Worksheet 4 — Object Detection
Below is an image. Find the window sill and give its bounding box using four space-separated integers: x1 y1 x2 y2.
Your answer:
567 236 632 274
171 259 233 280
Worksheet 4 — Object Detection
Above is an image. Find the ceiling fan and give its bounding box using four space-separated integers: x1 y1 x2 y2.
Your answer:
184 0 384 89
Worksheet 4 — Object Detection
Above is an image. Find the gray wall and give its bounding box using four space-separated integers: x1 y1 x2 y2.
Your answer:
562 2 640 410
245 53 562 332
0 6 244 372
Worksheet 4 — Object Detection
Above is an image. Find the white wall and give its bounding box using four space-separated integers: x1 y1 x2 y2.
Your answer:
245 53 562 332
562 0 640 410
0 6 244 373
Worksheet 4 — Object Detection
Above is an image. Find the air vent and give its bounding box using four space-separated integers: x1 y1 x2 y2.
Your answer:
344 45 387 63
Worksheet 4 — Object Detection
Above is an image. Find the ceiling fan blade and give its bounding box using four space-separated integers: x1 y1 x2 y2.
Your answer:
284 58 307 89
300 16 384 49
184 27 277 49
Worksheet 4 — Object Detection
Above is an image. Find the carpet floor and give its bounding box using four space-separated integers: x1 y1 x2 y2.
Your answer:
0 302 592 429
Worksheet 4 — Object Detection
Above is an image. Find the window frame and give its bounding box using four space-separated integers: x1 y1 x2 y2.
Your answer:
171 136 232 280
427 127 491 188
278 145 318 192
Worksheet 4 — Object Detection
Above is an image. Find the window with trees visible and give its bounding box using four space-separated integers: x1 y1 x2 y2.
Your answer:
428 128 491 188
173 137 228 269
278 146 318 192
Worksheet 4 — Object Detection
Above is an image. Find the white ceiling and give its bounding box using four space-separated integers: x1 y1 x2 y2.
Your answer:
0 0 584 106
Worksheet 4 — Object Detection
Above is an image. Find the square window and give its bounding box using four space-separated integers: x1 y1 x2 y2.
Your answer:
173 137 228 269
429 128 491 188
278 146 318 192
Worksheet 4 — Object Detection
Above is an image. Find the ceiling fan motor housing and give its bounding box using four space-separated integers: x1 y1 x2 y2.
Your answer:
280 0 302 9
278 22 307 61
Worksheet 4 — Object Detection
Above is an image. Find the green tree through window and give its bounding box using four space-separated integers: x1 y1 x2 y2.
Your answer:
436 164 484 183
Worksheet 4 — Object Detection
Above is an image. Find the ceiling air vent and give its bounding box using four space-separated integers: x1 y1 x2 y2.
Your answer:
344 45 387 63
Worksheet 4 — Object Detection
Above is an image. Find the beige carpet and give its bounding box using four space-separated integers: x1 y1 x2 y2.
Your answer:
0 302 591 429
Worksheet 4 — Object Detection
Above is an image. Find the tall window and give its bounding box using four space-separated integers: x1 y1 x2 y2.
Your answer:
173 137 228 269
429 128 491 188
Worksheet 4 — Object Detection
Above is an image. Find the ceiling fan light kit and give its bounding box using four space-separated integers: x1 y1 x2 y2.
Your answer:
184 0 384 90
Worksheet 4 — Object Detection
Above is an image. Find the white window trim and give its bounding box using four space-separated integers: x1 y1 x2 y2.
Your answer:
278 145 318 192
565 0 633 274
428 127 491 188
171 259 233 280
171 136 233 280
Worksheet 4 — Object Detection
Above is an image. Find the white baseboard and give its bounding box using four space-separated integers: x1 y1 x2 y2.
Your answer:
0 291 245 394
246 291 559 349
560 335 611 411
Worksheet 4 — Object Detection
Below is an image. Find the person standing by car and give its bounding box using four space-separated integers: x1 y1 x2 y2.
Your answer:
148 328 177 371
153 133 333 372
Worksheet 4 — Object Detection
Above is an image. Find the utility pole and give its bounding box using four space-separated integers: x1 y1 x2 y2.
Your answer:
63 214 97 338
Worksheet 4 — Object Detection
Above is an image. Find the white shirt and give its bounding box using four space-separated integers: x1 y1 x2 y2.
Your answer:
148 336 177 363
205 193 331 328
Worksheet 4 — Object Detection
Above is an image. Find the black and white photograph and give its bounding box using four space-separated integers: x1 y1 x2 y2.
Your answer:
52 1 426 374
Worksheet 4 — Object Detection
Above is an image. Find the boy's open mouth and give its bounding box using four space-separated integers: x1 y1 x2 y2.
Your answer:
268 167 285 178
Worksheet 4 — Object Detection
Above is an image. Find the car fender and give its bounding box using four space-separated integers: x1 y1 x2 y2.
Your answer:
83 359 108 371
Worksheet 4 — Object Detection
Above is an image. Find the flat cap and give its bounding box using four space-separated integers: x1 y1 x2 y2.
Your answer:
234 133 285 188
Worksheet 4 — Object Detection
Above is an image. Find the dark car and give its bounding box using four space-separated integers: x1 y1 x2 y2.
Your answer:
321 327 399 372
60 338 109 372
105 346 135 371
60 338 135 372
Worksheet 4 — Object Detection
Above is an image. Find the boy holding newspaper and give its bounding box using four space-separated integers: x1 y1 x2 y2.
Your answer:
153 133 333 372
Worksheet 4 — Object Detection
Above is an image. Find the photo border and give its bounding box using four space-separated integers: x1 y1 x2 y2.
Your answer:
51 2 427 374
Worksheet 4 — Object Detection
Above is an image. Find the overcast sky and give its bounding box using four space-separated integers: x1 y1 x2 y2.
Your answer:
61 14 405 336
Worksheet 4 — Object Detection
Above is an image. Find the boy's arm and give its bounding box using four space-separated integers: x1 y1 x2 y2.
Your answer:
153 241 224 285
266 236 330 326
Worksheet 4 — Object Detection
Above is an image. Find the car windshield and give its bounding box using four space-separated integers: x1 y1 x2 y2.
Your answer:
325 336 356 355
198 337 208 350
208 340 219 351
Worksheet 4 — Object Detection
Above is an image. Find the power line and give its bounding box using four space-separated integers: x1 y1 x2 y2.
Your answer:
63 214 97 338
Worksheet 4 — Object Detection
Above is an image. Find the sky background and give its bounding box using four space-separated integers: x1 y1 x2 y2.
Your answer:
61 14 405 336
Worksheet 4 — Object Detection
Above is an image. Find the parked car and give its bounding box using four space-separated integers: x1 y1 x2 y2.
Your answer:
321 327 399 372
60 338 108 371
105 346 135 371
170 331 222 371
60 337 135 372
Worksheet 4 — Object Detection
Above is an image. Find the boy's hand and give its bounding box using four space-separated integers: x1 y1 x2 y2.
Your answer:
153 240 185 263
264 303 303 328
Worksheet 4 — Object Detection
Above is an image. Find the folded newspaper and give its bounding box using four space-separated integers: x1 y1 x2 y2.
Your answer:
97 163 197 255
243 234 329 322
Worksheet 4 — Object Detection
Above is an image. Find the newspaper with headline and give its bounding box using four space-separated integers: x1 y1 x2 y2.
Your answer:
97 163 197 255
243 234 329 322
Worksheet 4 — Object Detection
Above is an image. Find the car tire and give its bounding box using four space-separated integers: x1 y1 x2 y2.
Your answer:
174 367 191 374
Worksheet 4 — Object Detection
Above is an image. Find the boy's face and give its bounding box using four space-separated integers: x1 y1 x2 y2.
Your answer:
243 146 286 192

━━━━━━━━

Return all of the data word for word.

■ Response below:
Worksheet 4 — Object Detection
Below is an image. Find the window sill and give its bounding box using four space-separated integers: x1 y1 x2 y2.
Your answer:
567 236 632 274
171 259 233 280
Worksheet 4 — Object Detection
Above is an image. Find the ceiling fan and give its bounding box using four space-separated integers: x1 y1 x2 y2.
Your answer:
184 0 384 89
Worksheet 4 — Object Detection
Above is an image. Find the gray wall and give its bounding box using four space-separated integers: x1 y1 x2 y2.
Your answer:
562 2 640 410
245 53 562 332
0 6 244 372
Worksheet 4 — Object Detection
Above is an image. Find the white wall and give its bounding box using four space-separated integers: x1 y1 x2 y2.
Your answer:
245 53 562 332
562 0 640 410
0 6 244 373
Worksheet 4 — Object Detection
Above is an image. Find the air vent and give its bounding box using four space-separated integers: x1 y1 x2 y2.
Your answer:
344 45 387 63
Worksheet 4 — Object Detection
Above is an image. Find the ceiling fan blade and give its bounding box using four space-separated integers: x1 y1 x2 y2.
Your answer:
284 58 307 89
300 16 384 49
184 27 277 49
Worksheet 4 — Object Detection
Above is an image. Find the carpet floor and give its bounding box using four space-separated integers: x1 y1 x2 y2.
Your answer:
0 302 592 429
Worksheet 4 — Object Detection
Above is an image. Find the window frame and give its bounding box using four space-separated integers: x1 y1 x2 y2.
Your answer:
171 136 232 280
427 127 491 188
278 145 318 192
Worksheet 4 — Object Detection
Above is an image. Find the window with trees visible and give its bounding box using four space-separated integers: x1 y1 x2 y2.
Your answer:
428 128 491 188
173 137 228 269
278 146 318 192
Worksheet 4 — Object Detection
Above is an image. Find the white ceiling and give its bounding box using four space-separated integers: x1 y1 x2 y2.
Your answer:
0 0 584 106
Worksheet 4 — Object Detection
Above is an image. Find the square window and give its bounding box using four space-separated integers: x1 y1 x2 y2.
Your answer:
173 137 228 269
429 128 491 188
278 146 318 192
Worksheet 4 — Object Detection
Above is an image. Find the ceiling fan motor housing and give its bounding box using four space-separated integers: x1 y1 x2 y2.
Your answer:
280 0 302 9
278 22 307 61
Worksheet 4 — Object Detection
Above is an image. Find the green tree through window and give its bounding box using four space-separated integers: x1 y1 x2 y2.
Your answer:
436 164 484 183
Worksheet 4 — Object Detection
Above is an image. Find the ceiling air vent and give its bounding box using four space-separated integers: x1 y1 x2 y2.
Your answer:
344 45 387 63
Worksheet 4 — Object Detection
Above is an image. Find the beige carpet and give its bounding box using four space-separated integers: x1 y1 x2 y2.
Your answer:
0 302 591 429
Worksheet 4 — Object Detection
Above is an image. Find the tall window and give its bounding box using four space-separated integers: x1 y1 x2 y2.
Your answer:
173 137 228 269
429 128 491 188
Worksheet 4 — Object Detection
Above is an image. Find the ceiling fan light kit and give its bounding box using four space-separated integers: x1 y1 x2 y2.
Your answer:
184 0 384 90
Worksheet 4 — Object Detection
Above is an image. Find the white window trim and give its bounding box using four space-separated integers: x1 y1 x2 y2.
Your answer:
278 145 318 192
565 0 633 274
428 127 491 188
171 259 233 280
171 136 233 280
Worksheet 4 — Object Detection
Above is an image. Find the white baseboard and give its bounding box using four space-separated integers: x1 y1 x2 y2.
Your answer:
0 291 245 394
246 291 559 349
560 335 611 411
Worksheet 4 — Object Detection
Below is an image. Find the person standing by car and give its bounding box using four space-separated integers: x1 y1 x2 y2.
Your answer:
148 328 177 371
153 133 333 372
Worksheet 4 — Object Detection
Above is an image. Find the utility pole and give its bounding box using four space-separated integers: x1 y1 x2 y2.
Your answer:
63 214 97 338
Worksheet 4 — Object Detection
Above is an image. Find the white shirt and give its bounding box using four space-separated integers: x1 y1 x2 y2.
Your answer:
148 336 177 363
205 193 331 328
Worksheet 4 — Object Detection
Above is an image. Find the black and white photograph and give its bounding box using four space-separated integers: x1 y1 x2 y2.
Your answer:
52 1 426 374
Worksheet 4 — Object Detection
Above is an image. Find the boy's open mouth and give its bounding box using four space-separated integers: x1 y1 x2 y2.
Your answer:
268 167 285 178
Worksheet 4 — Object Detection
Above is an image. Find the car fender and give its bounding box using four space-separated integers: x1 y1 x2 y2.
Your answer:
83 359 108 371
Worksheet 4 — Object Detection
Above is an image. Find the flat cap and give its bounding box using four space-separated integers: x1 y1 x2 y2.
Your answer:
234 133 285 188
Worksheet 4 — Object Detection
Above is an image. Find the dark car and give its bounding box using four space-separated integers: x1 y1 x2 y2.
Your answer:
321 327 399 372
60 338 109 372
105 346 135 371
60 338 135 372
Worksheet 4 — Object Detection
Above is an image. Find the boy holding newspaper and give its bounding box using four space-separated integers: x1 y1 x2 y2.
Your answer:
153 133 333 372
Worksheet 4 — Object Detection
Above is an image. Find the photo border and give its bounding box using four space-separated integers: x1 y1 x2 y2.
Your answer:
51 2 427 374
Worksheet 4 — Object Detection
Above is an image. Find the overcast sky and give its bounding box using four space-separated integers: x1 y1 x2 y2.
Your answer:
61 14 405 336
Worksheet 4 — Object Detection
Above is an image. Find the boy's arm and give its bounding box using four space-separated integers: x1 y1 x2 y2.
Your answer:
153 241 224 285
266 236 330 326
Worksheet 4 — Object Detection
Above is an image. Find the car windshield and give its bounding box using four space-separated integers: x1 y1 x2 y2.
Your answer:
325 336 356 355
198 337 208 350
208 340 219 351
Worksheet 4 — Object Detection
Above is an image. Find the power line and give its bounding box using four space-separated integers: x1 y1 x2 y2.
Your answer:
63 214 97 338
Worksheet 4 — Object Detection
Above is an image. Find the sky background and give its bounding box using four space-separated integers: x1 y1 x2 y2.
Your answer:
61 14 405 336
Worksheet 4 — Object Detection
Above is an image. Find the parked car and give its bounding box using four space-separated integers: x1 y1 x2 y2.
Your answer:
321 327 399 372
60 338 108 371
105 346 135 371
170 331 222 371
60 337 135 372
Worksheet 4 — Object Detection
Above is an image. Find the boy's hand and give its bounding box using four space-separated integers: x1 y1 x2 y2.
Your answer:
153 240 185 263
264 303 303 328
Worksheet 4 — Object Detection
Above is an image. Find the folded newspaper and give its bounding box using four space-separated integers: x1 y1 x2 y2.
Your answer:
97 163 197 255
243 234 329 322
Worksheet 4 — Object Detection
Above is an image. Find the newspaper with headline and give its bounding box using four space-separated integers: x1 y1 x2 y2.
Your answer:
97 163 197 255
243 234 329 322
Worksheet 4 — Object Detection
Above is an image. Find the car tire and give its bounding box using four space-separated integers: x1 y1 x2 y2.
Your answer:
174 367 191 374
Worksheet 4 — Object Detection
Above is an image. Find the boy's face and give its bounding box using four space-separated integers: x1 y1 x2 y2.
Your answer:
243 146 286 192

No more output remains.